[Referring expression data]
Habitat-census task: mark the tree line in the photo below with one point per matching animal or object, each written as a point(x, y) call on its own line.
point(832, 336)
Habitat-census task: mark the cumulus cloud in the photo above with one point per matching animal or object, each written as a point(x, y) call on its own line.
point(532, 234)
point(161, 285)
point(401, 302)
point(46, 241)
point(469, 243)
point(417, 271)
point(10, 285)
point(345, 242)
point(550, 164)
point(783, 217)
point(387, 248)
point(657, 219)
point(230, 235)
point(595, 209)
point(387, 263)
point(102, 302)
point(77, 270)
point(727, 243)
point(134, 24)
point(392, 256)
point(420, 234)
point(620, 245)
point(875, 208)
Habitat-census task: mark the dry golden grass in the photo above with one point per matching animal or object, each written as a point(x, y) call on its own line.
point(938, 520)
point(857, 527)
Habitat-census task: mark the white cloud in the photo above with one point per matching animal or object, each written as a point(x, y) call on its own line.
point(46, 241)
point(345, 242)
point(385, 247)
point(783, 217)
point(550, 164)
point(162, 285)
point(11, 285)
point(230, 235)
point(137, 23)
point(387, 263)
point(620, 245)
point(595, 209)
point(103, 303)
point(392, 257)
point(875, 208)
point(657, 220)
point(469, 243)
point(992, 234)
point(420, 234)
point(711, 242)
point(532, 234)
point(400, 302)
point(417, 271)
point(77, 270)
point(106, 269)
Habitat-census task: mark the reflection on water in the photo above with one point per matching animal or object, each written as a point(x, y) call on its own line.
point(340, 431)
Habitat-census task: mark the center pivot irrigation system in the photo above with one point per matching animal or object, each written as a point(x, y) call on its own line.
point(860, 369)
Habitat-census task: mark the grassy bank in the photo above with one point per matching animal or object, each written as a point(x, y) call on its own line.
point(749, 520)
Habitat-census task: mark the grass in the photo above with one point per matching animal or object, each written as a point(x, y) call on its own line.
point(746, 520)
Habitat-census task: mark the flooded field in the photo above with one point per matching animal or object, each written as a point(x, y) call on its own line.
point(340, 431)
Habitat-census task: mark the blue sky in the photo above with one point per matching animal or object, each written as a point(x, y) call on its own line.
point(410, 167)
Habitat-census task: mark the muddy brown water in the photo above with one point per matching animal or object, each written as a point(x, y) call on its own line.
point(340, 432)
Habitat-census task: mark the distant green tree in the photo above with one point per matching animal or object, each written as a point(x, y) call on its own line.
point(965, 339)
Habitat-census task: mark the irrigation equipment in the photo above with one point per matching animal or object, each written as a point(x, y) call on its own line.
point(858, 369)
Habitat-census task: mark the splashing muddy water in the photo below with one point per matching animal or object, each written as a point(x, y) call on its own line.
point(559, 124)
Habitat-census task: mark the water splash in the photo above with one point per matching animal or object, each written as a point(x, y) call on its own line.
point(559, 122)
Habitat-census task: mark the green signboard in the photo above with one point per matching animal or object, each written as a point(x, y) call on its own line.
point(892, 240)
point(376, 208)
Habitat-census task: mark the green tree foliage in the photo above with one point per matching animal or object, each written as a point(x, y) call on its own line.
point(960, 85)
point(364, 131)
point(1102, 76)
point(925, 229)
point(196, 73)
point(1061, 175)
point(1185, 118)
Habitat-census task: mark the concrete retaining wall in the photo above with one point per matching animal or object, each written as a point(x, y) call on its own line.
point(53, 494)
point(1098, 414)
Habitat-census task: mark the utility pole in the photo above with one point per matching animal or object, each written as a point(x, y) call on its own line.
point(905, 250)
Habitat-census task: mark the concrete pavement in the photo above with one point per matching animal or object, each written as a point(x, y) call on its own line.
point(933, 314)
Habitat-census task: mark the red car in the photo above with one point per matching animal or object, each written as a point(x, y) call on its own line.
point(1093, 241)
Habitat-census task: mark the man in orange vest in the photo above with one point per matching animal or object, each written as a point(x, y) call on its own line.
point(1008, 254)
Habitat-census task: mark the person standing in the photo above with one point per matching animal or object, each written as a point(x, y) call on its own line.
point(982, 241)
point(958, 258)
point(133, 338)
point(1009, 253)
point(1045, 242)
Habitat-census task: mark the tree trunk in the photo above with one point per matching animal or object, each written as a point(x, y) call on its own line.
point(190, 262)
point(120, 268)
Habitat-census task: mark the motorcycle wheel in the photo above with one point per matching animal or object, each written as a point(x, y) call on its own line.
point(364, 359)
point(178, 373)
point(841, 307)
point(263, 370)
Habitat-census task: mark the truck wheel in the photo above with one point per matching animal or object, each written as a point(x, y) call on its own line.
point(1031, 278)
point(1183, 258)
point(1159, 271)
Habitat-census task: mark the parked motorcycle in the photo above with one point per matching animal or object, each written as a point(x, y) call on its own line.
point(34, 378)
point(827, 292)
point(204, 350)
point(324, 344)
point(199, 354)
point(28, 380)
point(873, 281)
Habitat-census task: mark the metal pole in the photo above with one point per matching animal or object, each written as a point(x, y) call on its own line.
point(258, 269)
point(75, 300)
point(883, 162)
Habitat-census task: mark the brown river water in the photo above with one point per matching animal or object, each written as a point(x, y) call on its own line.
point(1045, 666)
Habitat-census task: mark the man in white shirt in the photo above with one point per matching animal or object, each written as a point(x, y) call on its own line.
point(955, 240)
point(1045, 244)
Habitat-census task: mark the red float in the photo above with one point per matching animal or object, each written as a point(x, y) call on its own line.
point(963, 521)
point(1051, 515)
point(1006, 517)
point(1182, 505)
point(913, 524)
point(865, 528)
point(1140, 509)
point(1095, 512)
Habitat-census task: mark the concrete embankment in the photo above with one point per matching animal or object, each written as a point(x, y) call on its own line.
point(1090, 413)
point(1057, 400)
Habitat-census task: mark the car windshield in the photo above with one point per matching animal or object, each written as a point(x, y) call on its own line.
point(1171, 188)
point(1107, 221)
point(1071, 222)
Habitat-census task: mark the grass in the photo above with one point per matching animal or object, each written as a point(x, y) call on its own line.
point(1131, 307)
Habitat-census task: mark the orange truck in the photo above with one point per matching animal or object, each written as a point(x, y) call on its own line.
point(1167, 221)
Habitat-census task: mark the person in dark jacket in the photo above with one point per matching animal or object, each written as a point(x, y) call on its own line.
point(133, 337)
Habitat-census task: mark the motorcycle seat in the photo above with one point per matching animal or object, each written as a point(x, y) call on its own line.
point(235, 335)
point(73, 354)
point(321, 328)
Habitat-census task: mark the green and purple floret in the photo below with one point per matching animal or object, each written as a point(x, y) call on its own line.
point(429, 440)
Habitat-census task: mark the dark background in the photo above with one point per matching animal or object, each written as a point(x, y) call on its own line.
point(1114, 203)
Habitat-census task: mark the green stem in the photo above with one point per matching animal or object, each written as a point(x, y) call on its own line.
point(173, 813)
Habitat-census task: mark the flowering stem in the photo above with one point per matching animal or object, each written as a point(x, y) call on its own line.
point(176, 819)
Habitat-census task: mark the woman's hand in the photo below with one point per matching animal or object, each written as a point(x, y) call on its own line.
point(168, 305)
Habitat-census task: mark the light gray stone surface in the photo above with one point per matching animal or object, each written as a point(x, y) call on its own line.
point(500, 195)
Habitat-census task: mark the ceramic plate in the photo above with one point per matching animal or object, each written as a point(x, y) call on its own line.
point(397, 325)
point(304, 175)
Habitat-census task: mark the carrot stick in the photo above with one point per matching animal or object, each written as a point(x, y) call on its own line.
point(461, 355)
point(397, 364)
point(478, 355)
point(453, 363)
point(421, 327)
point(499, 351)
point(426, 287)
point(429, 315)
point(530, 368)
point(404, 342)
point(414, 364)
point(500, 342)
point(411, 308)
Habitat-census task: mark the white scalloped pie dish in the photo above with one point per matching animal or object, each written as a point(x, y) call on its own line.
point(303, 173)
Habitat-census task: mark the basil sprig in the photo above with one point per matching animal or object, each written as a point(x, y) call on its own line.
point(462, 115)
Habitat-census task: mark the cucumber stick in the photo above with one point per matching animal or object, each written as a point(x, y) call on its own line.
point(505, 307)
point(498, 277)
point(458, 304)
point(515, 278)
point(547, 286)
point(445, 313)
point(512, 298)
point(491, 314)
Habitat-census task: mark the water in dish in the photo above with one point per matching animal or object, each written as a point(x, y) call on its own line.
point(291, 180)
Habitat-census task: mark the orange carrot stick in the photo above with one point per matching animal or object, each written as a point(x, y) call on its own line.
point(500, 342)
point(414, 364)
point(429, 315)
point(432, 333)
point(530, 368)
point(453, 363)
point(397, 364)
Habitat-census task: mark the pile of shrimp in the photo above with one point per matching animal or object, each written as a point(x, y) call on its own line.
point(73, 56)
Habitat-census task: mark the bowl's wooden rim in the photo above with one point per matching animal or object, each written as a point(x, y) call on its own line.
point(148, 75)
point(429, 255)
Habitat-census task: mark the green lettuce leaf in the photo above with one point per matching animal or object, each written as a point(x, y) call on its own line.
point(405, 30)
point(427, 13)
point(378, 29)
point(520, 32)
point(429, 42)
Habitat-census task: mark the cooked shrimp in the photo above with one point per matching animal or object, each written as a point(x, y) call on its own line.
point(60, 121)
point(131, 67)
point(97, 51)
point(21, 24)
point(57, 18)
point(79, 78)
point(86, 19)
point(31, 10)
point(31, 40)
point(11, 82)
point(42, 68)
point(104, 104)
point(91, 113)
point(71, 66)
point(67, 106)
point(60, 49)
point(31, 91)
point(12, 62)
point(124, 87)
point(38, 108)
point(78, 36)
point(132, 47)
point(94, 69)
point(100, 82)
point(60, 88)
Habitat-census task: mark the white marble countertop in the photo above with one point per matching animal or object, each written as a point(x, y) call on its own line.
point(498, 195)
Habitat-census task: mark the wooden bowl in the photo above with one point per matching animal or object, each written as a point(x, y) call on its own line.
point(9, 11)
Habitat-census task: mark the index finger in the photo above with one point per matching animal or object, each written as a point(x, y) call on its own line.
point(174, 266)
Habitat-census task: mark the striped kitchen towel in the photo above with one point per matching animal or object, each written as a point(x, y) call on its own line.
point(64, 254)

» **GOAL OF THE EXERCISE**
What is needed is an exact copy of the lines from the one containing "Habitat-census task: mark the bowl's" through the final line of the data, both included, and nothing more.

» **ANSWER TO THIS TASK**
Habitat-census task: mark the bowl's wooden rim in the photo above with one point per matching animal or object, each written as a point(x, y) call on its own line.
point(148, 75)
point(429, 255)
Habitat-census task: mark the green lettuce leaf in the photo above with one point per matching animal or object, each written as a point(x, y) call on its own line.
point(405, 30)
point(427, 13)
point(378, 29)
point(520, 32)
point(429, 42)
Habitat-census task: mark the cooked shrimp in the photo above with one point per matching animal or object, each written as a point(x, y) call on its own line.
point(60, 121)
point(131, 67)
point(97, 51)
point(21, 24)
point(57, 18)
point(79, 78)
point(86, 19)
point(31, 10)
point(31, 40)
point(11, 82)
point(42, 68)
point(104, 104)
point(91, 113)
point(71, 66)
point(67, 106)
point(60, 49)
point(31, 91)
point(12, 62)
point(124, 87)
point(38, 108)
point(78, 36)
point(132, 47)
point(94, 69)
point(100, 82)
point(60, 88)
Habitat-census task: mark the white marble countertop in the photo above with one point per matching animal or object, each written as a point(x, y) call on its own line.
point(498, 195)
Habitat-census task: mark the wooden bowl in the photo above with one point per matching animal or object, each written as a point(x, y) call on its own line.
point(9, 11)
Habitat-census task: mark the index finger in the photo above with one point per matching animal or object, each written as a point(x, y) call on its own line.
point(174, 266)
Habitat-census task: mark the striped kitchen towel in the photo above with one point per matching animal or object, each written as a point(x, y) call on its own line.
point(64, 254)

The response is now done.